* Problem to work on: For this exercise, restate word for word only the lines from the one containing "Pick out the horse's eye." through the last line below. Pictures do not get copied.

* Available data:
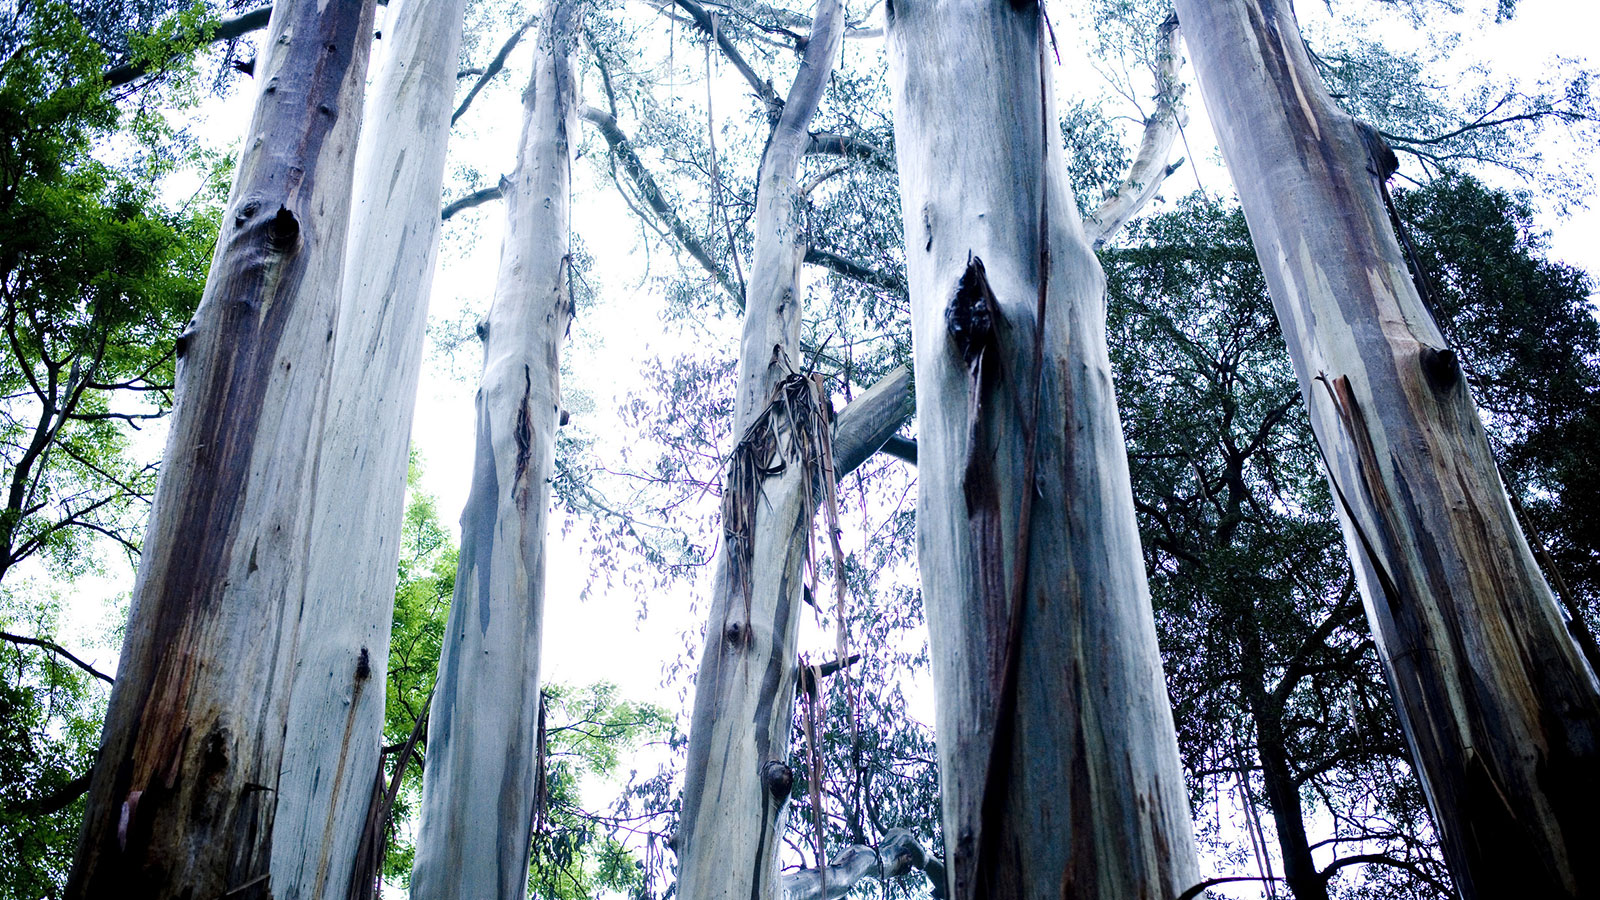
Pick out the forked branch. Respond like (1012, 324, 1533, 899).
(1086, 13, 1188, 248)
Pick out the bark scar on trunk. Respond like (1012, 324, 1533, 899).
(514, 363, 534, 492)
(1313, 374, 1404, 608)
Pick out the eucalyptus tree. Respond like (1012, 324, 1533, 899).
(1389, 174, 1600, 656)
(407, 1, 583, 896)
(652, 2, 892, 897)
(1169, 1, 1600, 895)
(886, 2, 1198, 897)
(65, 0, 380, 893)
(269, 0, 468, 895)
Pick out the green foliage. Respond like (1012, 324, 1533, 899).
(0, 587, 110, 900)
(1106, 196, 1448, 897)
(1305, 9, 1598, 200)
(0, 5, 221, 893)
(1104, 176, 1599, 895)
(530, 681, 674, 900)
(0, 2, 222, 584)
(378, 459, 458, 886)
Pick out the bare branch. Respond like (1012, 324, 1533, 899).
(0, 630, 115, 684)
(671, 0, 782, 117)
(832, 365, 913, 478)
(880, 435, 916, 465)
(803, 246, 905, 295)
(65, 409, 168, 428)
(1320, 854, 1452, 896)
(781, 828, 942, 900)
(579, 105, 744, 306)
(453, 16, 536, 125)
(806, 132, 894, 170)
(441, 182, 506, 221)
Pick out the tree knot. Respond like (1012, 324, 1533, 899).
(760, 760, 794, 803)
(946, 255, 1000, 370)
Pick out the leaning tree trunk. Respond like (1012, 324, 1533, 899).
(1169, 1, 1600, 896)
(671, 3, 855, 896)
(66, 0, 377, 895)
(406, 2, 578, 897)
(885, 2, 1199, 898)
(269, 0, 467, 895)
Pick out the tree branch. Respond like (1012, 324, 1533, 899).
(880, 435, 916, 465)
(832, 365, 913, 478)
(441, 182, 507, 221)
(1087, 13, 1187, 248)
(0, 631, 115, 684)
(803, 246, 905, 295)
(1176, 875, 1280, 900)
(1319, 853, 1451, 896)
(671, 0, 782, 117)
(579, 105, 744, 307)
(452, 16, 536, 125)
(807, 132, 894, 170)
(4, 770, 93, 815)
(102, 5, 274, 88)
(780, 828, 944, 900)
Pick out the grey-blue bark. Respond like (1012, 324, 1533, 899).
(886, 1, 1199, 897)
(407, 2, 579, 897)
(271, 0, 468, 895)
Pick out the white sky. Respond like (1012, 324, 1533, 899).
(29, 0, 1599, 895)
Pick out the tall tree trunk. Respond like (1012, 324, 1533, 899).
(671, 5, 862, 895)
(1170, 1, 1600, 896)
(66, 0, 378, 895)
(406, 2, 578, 896)
(885, 3, 1199, 898)
(270, 0, 467, 895)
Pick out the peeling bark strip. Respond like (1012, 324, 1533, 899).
(1171, 1, 1600, 896)
(405, 3, 579, 899)
(270, 0, 470, 895)
(65, 0, 379, 896)
(887, 2, 1199, 898)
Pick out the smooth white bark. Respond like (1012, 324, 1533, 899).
(780, 828, 941, 900)
(1171, 2, 1600, 896)
(1084, 14, 1187, 249)
(887, 2, 1199, 897)
(270, 0, 466, 896)
(67, 0, 378, 894)
(407, 2, 579, 897)
(672, 4, 848, 899)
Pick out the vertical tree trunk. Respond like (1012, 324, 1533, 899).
(671, 4, 850, 896)
(885, 3, 1199, 898)
(66, 0, 378, 895)
(1170, 2, 1600, 896)
(406, 2, 578, 896)
(269, 0, 467, 895)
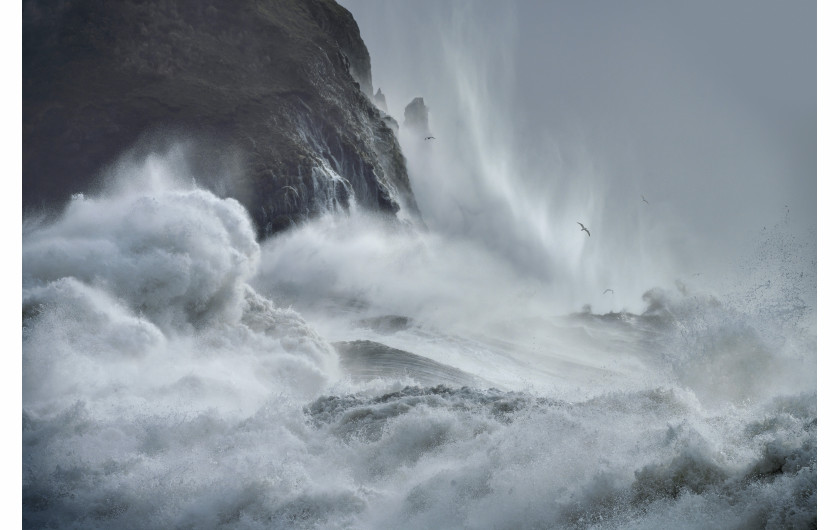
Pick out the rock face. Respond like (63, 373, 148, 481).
(23, 0, 420, 235)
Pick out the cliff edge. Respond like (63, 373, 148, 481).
(23, 0, 420, 235)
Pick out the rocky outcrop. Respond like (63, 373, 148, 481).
(373, 88, 388, 113)
(23, 0, 420, 236)
(403, 97, 432, 138)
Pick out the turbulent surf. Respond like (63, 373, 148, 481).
(22, 153, 816, 528)
(22, 0, 815, 528)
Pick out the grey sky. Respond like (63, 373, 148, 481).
(340, 0, 815, 308)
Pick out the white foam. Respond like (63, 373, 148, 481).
(23, 149, 339, 421)
(21, 149, 816, 528)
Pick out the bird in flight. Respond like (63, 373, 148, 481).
(577, 222, 590, 236)
(280, 185, 299, 197)
(424, 136, 435, 140)
(603, 288, 614, 295)
(641, 195, 649, 204)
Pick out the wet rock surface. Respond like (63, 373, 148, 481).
(24, 0, 420, 235)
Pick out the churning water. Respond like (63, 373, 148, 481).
(22, 144, 816, 528)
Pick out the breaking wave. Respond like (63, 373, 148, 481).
(22, 149, 815, 528)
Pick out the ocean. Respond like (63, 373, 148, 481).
(22, 147, 816, 528)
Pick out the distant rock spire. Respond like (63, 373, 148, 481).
(404, 97, 432, 138)
(373, 87, 388, 113)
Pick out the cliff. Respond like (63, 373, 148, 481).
(23, 0, 420, 235)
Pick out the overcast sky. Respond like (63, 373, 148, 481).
(342, 0, 813, 240)
(340, 0, 815, 309)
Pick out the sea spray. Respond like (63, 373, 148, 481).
(22, 153, 349, 527)
(22, 148, 815, 528)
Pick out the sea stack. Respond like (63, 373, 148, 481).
(403, 97, 432, 139)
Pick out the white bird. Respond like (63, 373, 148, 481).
(603, 288, 614, 295)
(424, 136, 436, 140)
(577, 222, 590, 236)
(641, 195, 649, 204)
(280, 185, 299, 197)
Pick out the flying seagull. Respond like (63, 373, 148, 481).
(280, 185, 299, 197)
(603, 288, 614, 295)
(641, 195, 649, 204)
(424, 136, 436, 140)
(577, 222, 590, 236)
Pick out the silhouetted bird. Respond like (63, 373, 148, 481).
(641, 195, 649, 204)
(603, 289, 614, 295)
(424, 136, 436, 140)
(577, 222, 591, 236)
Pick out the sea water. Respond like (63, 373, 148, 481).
(22, 148, 815, 529)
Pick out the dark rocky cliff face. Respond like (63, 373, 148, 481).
(23, 0, 420, 236)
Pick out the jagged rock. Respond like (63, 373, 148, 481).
(372, 88, 399, 134)
(23, 0, 420, 236)
(380, 113, 399, 135)
(373, 87, 388, 113)
(403, 97, 432, 137)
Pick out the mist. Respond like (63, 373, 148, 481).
(21, 102, 816, 530)
(341, 0, 815, 313)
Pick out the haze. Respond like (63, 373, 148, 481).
(341, 0, 815, 304)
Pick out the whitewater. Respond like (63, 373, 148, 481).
(22, 142, 816, 528)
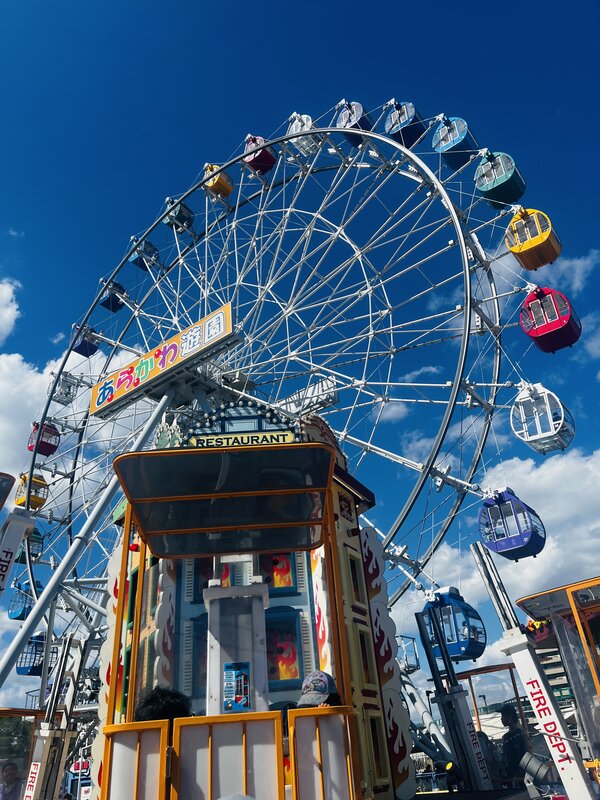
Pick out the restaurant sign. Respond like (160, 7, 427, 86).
(187, 430, 296, 448)
(90, 303, 233, 418)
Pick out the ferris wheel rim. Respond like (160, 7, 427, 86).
(20, 119, 506, 667)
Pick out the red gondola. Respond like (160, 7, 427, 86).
(28, 422, 61, 456)
(520, 286, 582, 353)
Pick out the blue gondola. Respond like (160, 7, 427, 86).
(479, 488, 546, 561)
(16, 632, 58, 676)
(384, 101, 427, 149)
(335, 101, 373, 146)
(163, 200, 194, 232)
(129, 238, 160, 270)
(71, 325, 99, 357)
(8, 581, 43, 620)
(99, 281, 126, 312)
(423, 586, 486, 662)
(432, 116, 478, 170)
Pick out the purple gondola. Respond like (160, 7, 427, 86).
(479, 488, 546, 561)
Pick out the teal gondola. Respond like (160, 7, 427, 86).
(423, 587, 486, 662)
(474, 151, 526, 209)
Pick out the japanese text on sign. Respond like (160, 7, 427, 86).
(90, 304, 232, 417)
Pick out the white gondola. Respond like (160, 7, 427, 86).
(286, 113, 321, 156)
(510, 382, 575, 454)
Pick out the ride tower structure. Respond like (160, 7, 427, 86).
(96, 410, 415, 800)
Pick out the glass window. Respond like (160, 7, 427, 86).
(349, 555, 367, 605)
(541, 295, 559, 322)
(440, 606, 456, 643)
(527, 215, 540, 238)
(530, 300, 546, 328)
(555, 293, 569, 315)
(369, 716, 389, 781)
(489, 505, 506, 540)
(500, 502, 520, 537)
(226, 418, 259, 432)
(358, 629, 377, 686)
(514, 219, 528, 245)
(538, 213, 550, 234)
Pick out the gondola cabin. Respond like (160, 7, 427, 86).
(286, 113, 321, 155)
(8, 580, 43, 621)
(203, 163, 234, 198)
(479, 487, 546, 560)
(510, 382, 575, 454)
(99, 281, 126, 313)
(14, 473, 49, 510)
(16, 632, 58, 677)
(15, 530, 44, 563)
(28, 422, 60, 457)
(505, 208, 562, 270)
(128, 238, 160, 270)
(0, 472, 15, 511)
(335, 100, 373, 146)
(71, 326, 99, 358)
(474, 151, 525, 208)
(163, 200, 194, 232)
(384, 101, 427, 149)
(423, 587, 486, 662)
(432, 116, 478, 170)
(520, 286, 582, 353)
(243, 135, 277, 174)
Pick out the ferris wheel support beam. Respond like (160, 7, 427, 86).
(0, 389, 174, 689)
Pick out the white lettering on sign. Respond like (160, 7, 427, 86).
(23, 761, 40, 800)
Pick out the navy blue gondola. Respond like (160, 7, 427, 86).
(129, 239, 160, 270)
(99, 281, 125, 312)
(423, 586, 486, 662)
(16, 632, 58, 676)
(384, 101, 427, 149)
(71, 325, 99, 357)
(432, 116, 478, 170)
(479, 488, 546, 561)
(335, 101, 373, 146)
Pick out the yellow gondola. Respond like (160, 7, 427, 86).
(505, 207, 562, 270)
(203, 163, 234, 198)
(14, 473, 49, 510)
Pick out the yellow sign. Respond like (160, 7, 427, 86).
(188, 430, 296, 448)
(90, 303, 233, 417)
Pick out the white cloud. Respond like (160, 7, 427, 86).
(0, 279, 22, 345)
(0, 353, 59, 480)
(51, 332, 66, 345)
(379, 400, 411, 422)
(400, 365, 442, 382)
(550, 248, 599, 297)
(7, 228, 24, 239)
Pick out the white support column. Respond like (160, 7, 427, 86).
(500, 628, 595, 799)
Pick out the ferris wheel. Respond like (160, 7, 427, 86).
(2, 98, 565, 689)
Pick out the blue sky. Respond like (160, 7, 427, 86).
(1, 1, 599, 707)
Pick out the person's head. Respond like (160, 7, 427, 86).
(134, 686, 192, 722)
(500, 703, 518, 728)
(297, 670, 341, 708)
(2, 762, 18, 785)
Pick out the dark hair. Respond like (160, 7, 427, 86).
(134, 686, 191, 722)
(500, 703, 518, 722)
(2, 762, 17, 772)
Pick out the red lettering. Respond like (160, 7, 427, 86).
(544, 721, 558, 734)
(538, 705, 551, 718)
(526, 678, 540, 690)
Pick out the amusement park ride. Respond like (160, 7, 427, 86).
(0, 97, 598, 799)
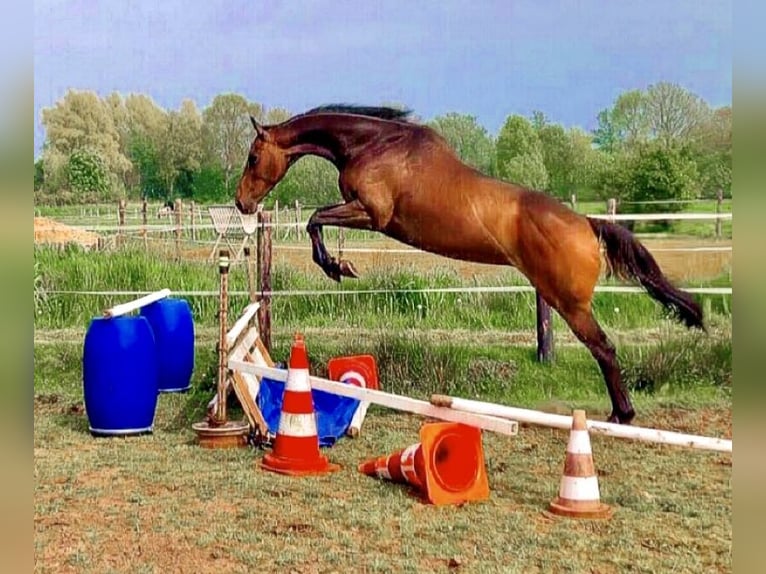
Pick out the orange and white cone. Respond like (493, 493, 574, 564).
(548, 409, 613, 519)
(359, 422, 489, 505)
(328, 355, 379, 438)
(261, 333, 340, 476)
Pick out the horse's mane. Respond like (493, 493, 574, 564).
(301, 104, 414, 122)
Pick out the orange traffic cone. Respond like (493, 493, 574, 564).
(548, 409, 613, 519)
(328, 355, 380, 437)
(359, 422, 489, 505)
(261, 333, 340, 476)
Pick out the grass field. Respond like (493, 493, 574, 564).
(34, 214, 733, 573)
(35, 332, 731, 573)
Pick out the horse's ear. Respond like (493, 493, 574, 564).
(250, 115, 274, 142)
(250, 115, 263, 137)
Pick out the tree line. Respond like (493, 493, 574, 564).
(34, 82, 731, 211)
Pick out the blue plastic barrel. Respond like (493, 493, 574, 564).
(140, 298, 195, 392)
(83, 316, 159, 436)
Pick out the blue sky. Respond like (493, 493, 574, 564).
(34, 1, 731, 155)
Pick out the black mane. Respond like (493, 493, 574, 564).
(302, 104, 413, 122)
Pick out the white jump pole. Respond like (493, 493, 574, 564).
(228, 361, 520, 437)
(102, 288, 172, 318)
(431, 394, 732, 453)
(225, 302, 261, 350)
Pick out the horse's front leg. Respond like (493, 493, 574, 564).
(306, 200, 374, 282)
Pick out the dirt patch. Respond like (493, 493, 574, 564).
(34, 217, 101, 249)
(265, 237, 732, 282)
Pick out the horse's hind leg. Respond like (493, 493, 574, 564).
(559, 304, 635, 424)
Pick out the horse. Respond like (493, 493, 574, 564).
(234, 104, 704, 424)
(157, 200, 175, 219)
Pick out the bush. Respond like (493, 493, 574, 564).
(67, 148, 111, 201)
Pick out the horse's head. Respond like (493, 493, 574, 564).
(235, 116, 290, 214)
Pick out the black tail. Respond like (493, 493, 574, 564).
(587, 217, 704, 330)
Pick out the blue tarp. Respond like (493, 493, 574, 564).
(257, 369, 361, 447)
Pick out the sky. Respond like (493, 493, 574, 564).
(33, 0, 732, 156)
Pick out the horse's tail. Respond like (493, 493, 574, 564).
(587, 217, 704, 330)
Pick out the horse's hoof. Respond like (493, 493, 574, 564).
(322, 262, 342, 283)
(607, 409, 635, 425)
(339, 260, 359, 278)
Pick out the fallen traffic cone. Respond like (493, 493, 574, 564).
(261, 333, 340, 476)
(359, 422, 489, 505)
(548, 409, 613, 519)
(328, 355, 380, 438)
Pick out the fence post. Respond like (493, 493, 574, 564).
(536, 292, 554, 363)
(213, 249, 230, 426)
(294, 200, 302, 239)
(274, 199, 279, 240)
(174, 198, 183, 261)
(570, 193, 577, 211)
(607, 198, 617, 222)
(715, 189, 723, 238)
(338, 227, 345, 259)
(190, 200, 196, 242)
(117, 199, 126, 248)
(244, 246, 256, 304)
(141, 199, 148, 251)
(257, 211, 273, 353)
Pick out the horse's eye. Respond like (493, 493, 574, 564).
(248, 154, 259, 167)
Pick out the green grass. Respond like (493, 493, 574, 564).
(34, 245, 733, 334)
(33, 240, 732, 573)
(34, 331, 732, 573)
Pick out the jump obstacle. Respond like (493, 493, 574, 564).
(194, 248, 421, 447)
(229, 360, 731, 454)
(193, 249, 273, 448)
(229, 360, 520, 437)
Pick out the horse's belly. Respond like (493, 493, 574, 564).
(384, 216, 516, 266)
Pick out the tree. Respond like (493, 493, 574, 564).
(157, 99, 204, 199)
(125, 94, 167, 141)
(501, 151, 549, 190)
(191, 164, 229, 203)
(263, 107, 292, 125)
(592, 90, 649, 152)
(34, 159, 44, 191)
(202, 93, 255, 191)
(67, 148, 111, 201)
(496, 114, 548, 189)
(689, 106, 732, 197)
(40, 90, 132, 189)
(270, 156, 339, 208)
(129, 135, 165, 199)
(496, 114, 542, 164)
(626, 143, 700, 213)
(535, 119, 571, 195)
(645, 82, 711, 149)
(122, 94, 168, 197)
(428, 113, 496, 175)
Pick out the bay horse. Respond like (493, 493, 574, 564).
(234, 105, 704, 424)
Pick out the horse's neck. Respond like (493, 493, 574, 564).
(277, 115, 382, 167)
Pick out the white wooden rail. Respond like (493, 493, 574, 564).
(102, 288, 172, 318)
(431, 394, 732, 453)
(227, 360, 520, 437)
(225, 302, 261, 349)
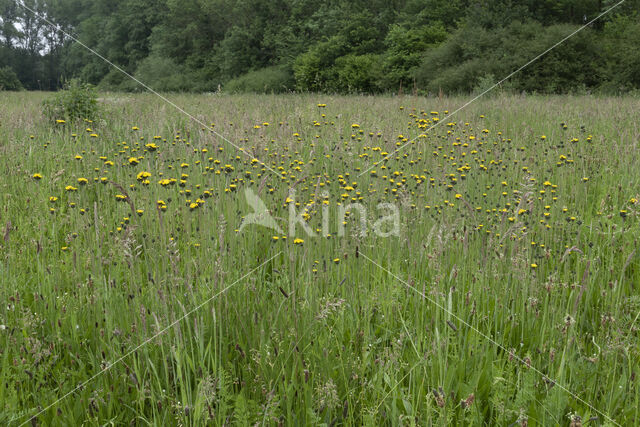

* Response area:
Pick out the horse's eye. Respond like (493, 493, 574, 564).
(248, 154, 259, 167)
Pick out the green grass. Respond like (493, 493, 574, 564).
(34, 245, 733, 334)
(33, 240, 732, 573)
(34, 331, 732, 573)
Pick out the jump obstacle. Respond like (493, 493, 574, 564).
(194, 248, 421, 447)
(229, 360, 731, 454)
(193, 249, 273, 448)
(229, 360, 520, 437)
Pick out the horse's belly. Respond like (493, 493, 574, 564).
(384, 216, 516, 266)
Pick out the tree. Respond like (493, 493, 574, 564).
(157, 99, 204, 199)
(125, 94, 167, 141)
(501, 151, 549, 190)
(191, 164, 229, 203)
(263, 107, 292, 125)
(592, 90, 649, 152)
(34, 159, 44, 191)
(202, 93, 255, 191)
(67, 148, 111, 201)
(496, 114, 548, 189)
(689, 106, 732, 197)
(40, 90, 132, 189)
(270, 156, 339, 208)
(129, 135, 165, 199)
(496, 114, 542, 164)
(626, 143, 700, 213)
(535, 119, 571, 195)
(645, 82, 711, 149)
(122, 94, 168, 197)
(428, 113, 496, 175)
Pick out the bay horse. Respond like (493, 493, 574, 564).
(234, 105, 704, 424)
Pick out the horse's neck. Respond like (493, 493, 574, 564).
(277, 115, 382, 167)
Pick out the white wooden rail. Respond like (493, 493, 574, 564).
(102, 288, 172, 318)
(431, 394, 732, 453)
(227, 360, 520, 437)
(225, 302, 261, 349)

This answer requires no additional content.